BEGIN Data supplied

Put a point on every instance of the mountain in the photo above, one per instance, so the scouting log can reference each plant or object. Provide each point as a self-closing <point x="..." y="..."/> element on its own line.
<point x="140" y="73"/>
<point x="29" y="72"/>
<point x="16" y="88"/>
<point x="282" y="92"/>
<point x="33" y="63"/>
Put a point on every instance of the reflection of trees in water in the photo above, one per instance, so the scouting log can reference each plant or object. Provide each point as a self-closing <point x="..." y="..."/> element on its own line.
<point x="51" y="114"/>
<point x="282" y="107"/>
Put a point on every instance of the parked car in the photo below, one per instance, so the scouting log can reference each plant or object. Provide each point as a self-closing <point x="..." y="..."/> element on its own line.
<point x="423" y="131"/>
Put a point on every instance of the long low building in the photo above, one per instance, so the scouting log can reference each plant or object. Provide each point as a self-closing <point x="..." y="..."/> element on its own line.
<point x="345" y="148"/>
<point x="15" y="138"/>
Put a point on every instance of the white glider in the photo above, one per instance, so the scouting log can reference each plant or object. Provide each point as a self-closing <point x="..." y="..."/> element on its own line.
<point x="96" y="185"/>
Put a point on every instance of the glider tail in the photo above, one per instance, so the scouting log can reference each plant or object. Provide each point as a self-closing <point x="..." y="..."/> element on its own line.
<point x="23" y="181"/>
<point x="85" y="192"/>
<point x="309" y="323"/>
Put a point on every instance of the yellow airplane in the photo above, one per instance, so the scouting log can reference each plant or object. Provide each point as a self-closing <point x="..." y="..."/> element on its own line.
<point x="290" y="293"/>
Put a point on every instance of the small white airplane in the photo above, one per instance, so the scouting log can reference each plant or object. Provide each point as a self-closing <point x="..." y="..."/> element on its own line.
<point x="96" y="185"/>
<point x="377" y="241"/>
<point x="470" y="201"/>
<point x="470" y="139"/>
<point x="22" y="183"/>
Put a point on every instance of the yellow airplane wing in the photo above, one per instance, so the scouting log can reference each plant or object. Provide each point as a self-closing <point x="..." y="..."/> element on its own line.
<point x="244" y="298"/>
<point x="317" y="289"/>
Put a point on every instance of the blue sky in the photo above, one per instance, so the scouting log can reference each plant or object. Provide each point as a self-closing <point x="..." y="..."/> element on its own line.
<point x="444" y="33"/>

END Data supplied

## [How to complete this task]
Print the full listing again, word for word.

## [Answer section]
Put a point on every instance of the mountain in the photo above, one per instance, so the scouting log can reference each plant or object. Provide each point as a self-closing <point x="..." y="..."/> element on its own line.
<point x="140" y="73"/>
<point x="29" y="72"/>
<point x="16" y="88"/>
<point x="282" y="92"/>
<point x="33" y="63"/>
Put a point on every instance of the reflection of trees in water in the photo above, one per instance, so the scouting log can reference each plant or object. Provide each point as a self-closing <point x="..." y="..."/> element on its own line.
<point x="51" y="114"/>
<point x="282" y="107"/>
Put a point on every instance of the parked car in the photo below, one per instance, so the scouting log can reference each plant or object. Provide each point as a self-closing <point x="..." y="..."/> element on its own line.
<point x="423" y="131"/>
Put a point on every instance of the long low building in the photo above, one per instance, so the scouting log can reference each plant or object. Provide each point as a self-closing <point x="..." y="..."/> element on its own line.
<point x="345" y="148"/>
<point x="15" y="138"/>
Put a point on every instance of the white glider in the photo above, one per instance, so the scouting log can reference each plant or object. Provide each point as a self-closing <point x="..." y="..."/> element on its own line.
<point x="96" y="185"/>
Put a point on every instance of the glider tail in the photo above, one per instance, so the scouting log can reference each plant or object. Provide each point as a self-closing <point x="..." y="..."/> element on its own line.
<point x="23" y="181"/>
<point x="85" y="192"/>
<point x="309" y="323"/>
Put a point on every instance of the yellow airplane in the photo above, one per instance, so the scouting log can reference each plant or object. Provide each point as a self-closing <point x="..." y="..."/> element on its own line.
<point x="290" y="293"/>
Put a point on every instance of the small white airplane in the photo above, one per instance, so the scouting log can reference each plant or object. Provide each point as a self-closing <point x="..." y="..."/> element on its own line.
<point x="96" y="185"/>
<point x="377" y="241"/>
<point x="470" y="201"/>
<point x="470" y="139"/>
<point x="22" y="183"/>
Put a point on every instance of the yellow airplane wing in the photo above, one per instance, so the scouting log can reference each plant or object. Provide each point as a self-closing <point x="..." y="..."/> element on its own line.
<point x="244" y="298"/>
<point x="317" y="289"/>
Put a point on every instance of the blue sky in the photo above, one per instance, so the scouting log can reference each plant or object. Provide each point as a self-closing <point x="..." y="..."/> element on its own line.
<point x="444" y="33"/>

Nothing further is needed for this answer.